_GIVEN DATA_.
++++++++++

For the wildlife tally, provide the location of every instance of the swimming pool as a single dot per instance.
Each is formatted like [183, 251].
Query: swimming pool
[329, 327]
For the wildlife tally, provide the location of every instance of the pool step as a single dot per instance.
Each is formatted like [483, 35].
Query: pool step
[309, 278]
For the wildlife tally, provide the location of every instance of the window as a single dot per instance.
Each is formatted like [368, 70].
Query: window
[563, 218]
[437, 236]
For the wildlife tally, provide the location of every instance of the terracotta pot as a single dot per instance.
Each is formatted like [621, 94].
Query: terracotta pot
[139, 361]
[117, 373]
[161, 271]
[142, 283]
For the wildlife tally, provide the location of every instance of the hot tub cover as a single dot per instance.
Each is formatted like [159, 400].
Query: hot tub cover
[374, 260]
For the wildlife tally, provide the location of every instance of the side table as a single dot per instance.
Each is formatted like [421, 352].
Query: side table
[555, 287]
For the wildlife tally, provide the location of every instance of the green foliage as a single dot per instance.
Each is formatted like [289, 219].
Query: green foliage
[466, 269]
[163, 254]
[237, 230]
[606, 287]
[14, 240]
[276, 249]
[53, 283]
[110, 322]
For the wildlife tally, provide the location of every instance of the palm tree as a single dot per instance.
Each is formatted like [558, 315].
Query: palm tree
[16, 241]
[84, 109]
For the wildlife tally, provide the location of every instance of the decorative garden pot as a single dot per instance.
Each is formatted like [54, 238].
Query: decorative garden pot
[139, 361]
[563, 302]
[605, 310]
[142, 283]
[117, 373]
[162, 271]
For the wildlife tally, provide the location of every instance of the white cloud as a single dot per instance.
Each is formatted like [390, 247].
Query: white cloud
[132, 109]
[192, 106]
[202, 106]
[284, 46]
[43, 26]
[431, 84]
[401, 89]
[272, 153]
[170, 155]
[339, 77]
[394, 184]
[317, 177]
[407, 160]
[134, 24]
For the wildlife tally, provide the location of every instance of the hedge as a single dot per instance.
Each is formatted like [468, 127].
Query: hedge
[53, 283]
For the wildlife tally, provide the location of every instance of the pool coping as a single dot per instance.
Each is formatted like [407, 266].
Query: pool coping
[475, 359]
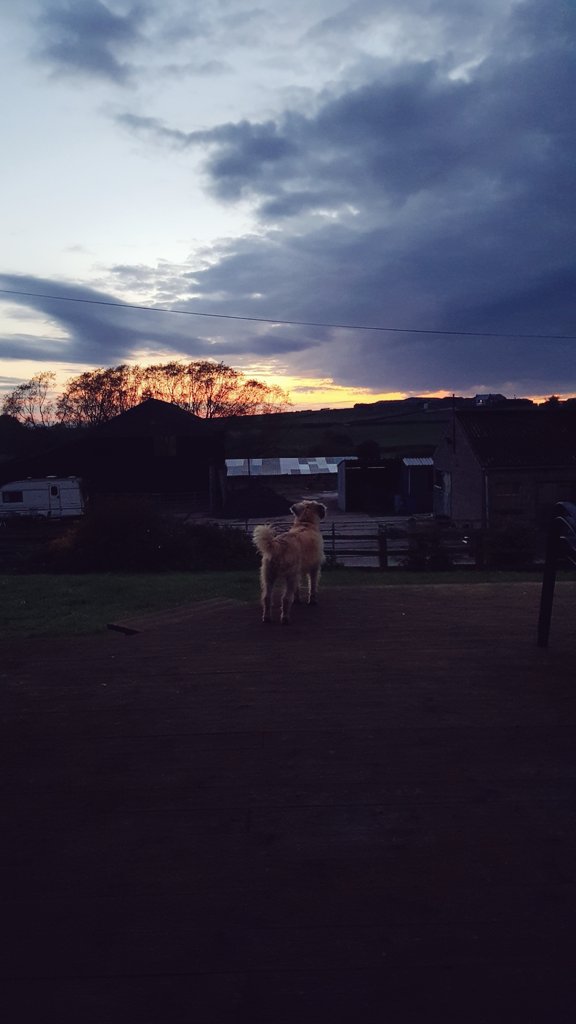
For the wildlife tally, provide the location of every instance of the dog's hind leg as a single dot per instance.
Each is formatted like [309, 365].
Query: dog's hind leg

++++++++++

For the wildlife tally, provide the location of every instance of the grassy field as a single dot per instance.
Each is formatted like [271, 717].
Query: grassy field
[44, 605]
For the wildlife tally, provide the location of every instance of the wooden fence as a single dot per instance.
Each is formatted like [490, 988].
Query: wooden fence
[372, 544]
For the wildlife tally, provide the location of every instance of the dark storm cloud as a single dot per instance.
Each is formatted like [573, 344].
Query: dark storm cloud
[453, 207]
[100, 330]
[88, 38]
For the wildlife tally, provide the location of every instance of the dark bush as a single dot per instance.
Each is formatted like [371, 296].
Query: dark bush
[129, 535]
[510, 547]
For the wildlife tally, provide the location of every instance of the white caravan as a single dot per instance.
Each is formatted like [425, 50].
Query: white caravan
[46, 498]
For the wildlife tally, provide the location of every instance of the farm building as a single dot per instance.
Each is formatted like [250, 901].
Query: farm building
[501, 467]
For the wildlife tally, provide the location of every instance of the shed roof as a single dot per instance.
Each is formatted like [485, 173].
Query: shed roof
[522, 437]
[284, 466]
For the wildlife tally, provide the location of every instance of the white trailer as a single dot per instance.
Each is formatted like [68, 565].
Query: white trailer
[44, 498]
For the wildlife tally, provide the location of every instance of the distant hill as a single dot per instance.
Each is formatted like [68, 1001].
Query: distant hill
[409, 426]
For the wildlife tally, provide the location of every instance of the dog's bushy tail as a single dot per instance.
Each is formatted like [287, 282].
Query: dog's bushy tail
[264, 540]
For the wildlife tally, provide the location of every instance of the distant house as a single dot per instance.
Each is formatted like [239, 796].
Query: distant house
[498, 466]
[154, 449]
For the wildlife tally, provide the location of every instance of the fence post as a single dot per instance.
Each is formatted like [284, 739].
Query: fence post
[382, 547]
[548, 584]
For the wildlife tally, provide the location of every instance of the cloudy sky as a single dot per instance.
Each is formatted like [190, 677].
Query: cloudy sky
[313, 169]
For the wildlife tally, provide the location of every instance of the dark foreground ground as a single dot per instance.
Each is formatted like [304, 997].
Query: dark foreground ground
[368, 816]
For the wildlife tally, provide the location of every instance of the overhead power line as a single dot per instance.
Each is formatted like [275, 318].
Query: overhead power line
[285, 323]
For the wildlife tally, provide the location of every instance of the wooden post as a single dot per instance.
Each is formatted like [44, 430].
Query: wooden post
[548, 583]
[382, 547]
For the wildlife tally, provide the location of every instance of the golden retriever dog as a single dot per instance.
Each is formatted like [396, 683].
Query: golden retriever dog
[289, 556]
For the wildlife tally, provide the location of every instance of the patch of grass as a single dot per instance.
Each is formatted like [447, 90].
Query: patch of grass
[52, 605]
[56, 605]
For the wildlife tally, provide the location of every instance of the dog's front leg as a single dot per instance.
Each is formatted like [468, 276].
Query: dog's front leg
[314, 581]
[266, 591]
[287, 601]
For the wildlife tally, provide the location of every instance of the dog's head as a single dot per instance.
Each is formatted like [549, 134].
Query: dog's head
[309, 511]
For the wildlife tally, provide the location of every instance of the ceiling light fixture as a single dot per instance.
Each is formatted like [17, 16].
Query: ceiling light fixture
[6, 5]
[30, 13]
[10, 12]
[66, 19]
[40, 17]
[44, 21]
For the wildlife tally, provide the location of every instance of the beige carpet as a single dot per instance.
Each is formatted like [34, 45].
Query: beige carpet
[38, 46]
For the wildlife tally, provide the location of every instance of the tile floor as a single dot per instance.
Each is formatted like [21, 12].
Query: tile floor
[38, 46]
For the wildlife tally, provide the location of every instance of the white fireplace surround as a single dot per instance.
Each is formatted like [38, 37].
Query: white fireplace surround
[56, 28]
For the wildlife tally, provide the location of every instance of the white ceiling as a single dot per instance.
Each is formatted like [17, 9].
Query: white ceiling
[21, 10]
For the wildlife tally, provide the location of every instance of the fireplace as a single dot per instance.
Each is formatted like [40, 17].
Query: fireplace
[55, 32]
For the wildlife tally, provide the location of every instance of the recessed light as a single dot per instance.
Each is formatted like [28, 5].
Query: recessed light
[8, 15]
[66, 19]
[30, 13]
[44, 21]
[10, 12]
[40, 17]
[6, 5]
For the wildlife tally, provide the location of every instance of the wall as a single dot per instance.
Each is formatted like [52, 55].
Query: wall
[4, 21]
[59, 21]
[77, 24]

++++++++++

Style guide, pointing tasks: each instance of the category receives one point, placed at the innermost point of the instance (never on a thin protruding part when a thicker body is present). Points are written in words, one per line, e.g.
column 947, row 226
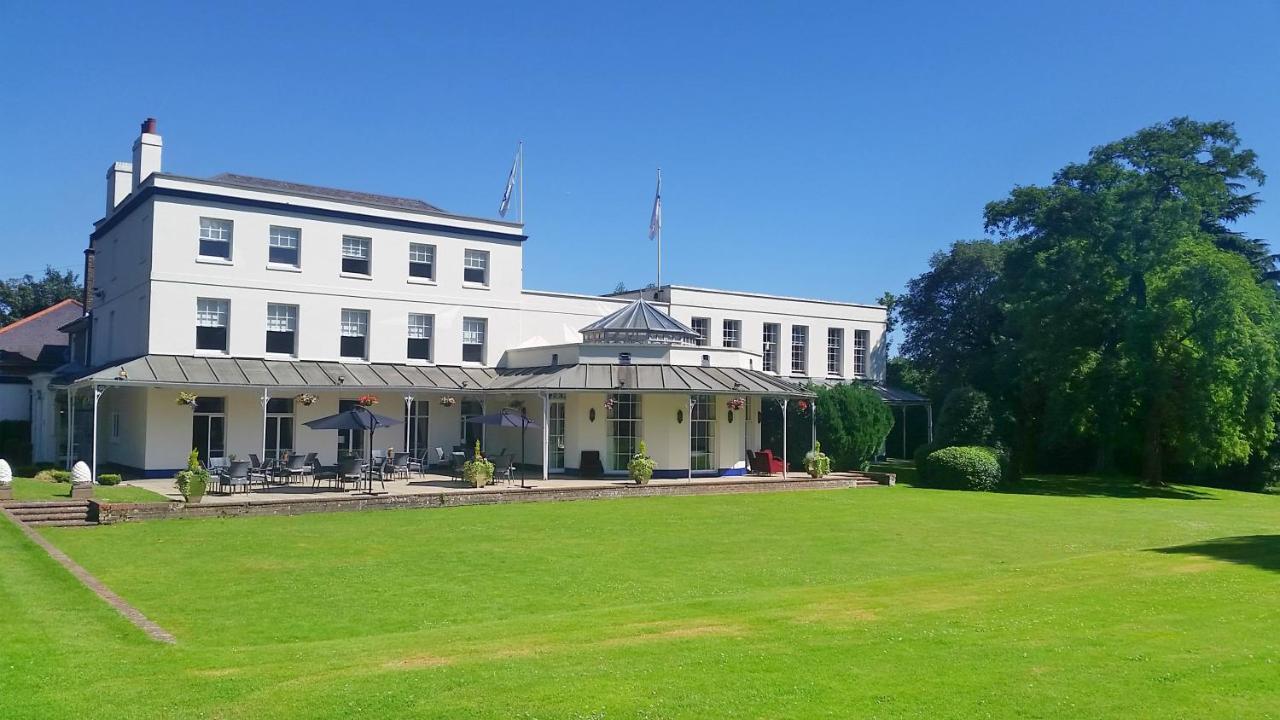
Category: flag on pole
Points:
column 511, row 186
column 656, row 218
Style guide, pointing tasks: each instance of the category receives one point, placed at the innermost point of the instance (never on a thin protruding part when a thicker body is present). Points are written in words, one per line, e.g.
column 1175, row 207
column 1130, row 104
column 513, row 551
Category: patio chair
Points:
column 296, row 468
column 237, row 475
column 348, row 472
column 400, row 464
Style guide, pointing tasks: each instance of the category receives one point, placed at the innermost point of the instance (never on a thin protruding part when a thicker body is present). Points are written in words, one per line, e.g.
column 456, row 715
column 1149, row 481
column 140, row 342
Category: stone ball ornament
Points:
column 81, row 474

++++++++++

_WORK TO COMPLETE_.
In the listing above, find the line with "Each is formatted like [558, 315]." and the line with "Query: dog's hind leg". Transcribe those two and everything between, exactly, leaving out pictures.

_ANSWER TO THE PROBLEM_.
Each is formatted like [558, 315].
Query: palm tree
[16, 241]
[84, 109]
For the wildlife tally, provide the location of every instance of the decorative garden pot as a single dot per instance.
Each is formatted like [54, 238].
Query: decorative garden pot
[139, 361]
[563, 302]
[605, 310]
[142, 283]
[117, 373]
[162, 271]
For the wildlife tally, provide the location of every instance of the white cloud as a single dot per instance.
Each is formatted like [390, 247].
Query: white cloud
[132, 109]
[192, 106]
[202, 106]
[284, 46]
[43, 26]
[431, 84]
[401, 89]
[272, 153]
[170, 155]
[339, 77]
[394, 184]
[317, 177]
[407, 160]
[134, 24]
For the wildlife tally, provide the location of every instance of the hedge as a single dot per instance.
Each is formatted like [468, 127].
Query: hedge
[53, 283]
For the wildlife tally, provide the location of every instance of the pool coping as a single dot per instance.
Each is formatted like [407, 266].
Query: pool coping
[475, 359]
For the wildlife tally, provide the location of every instance of the dog's hind leg as a single dot per instance.
Each is formatted like [309, 365].
Query: dog's hind leg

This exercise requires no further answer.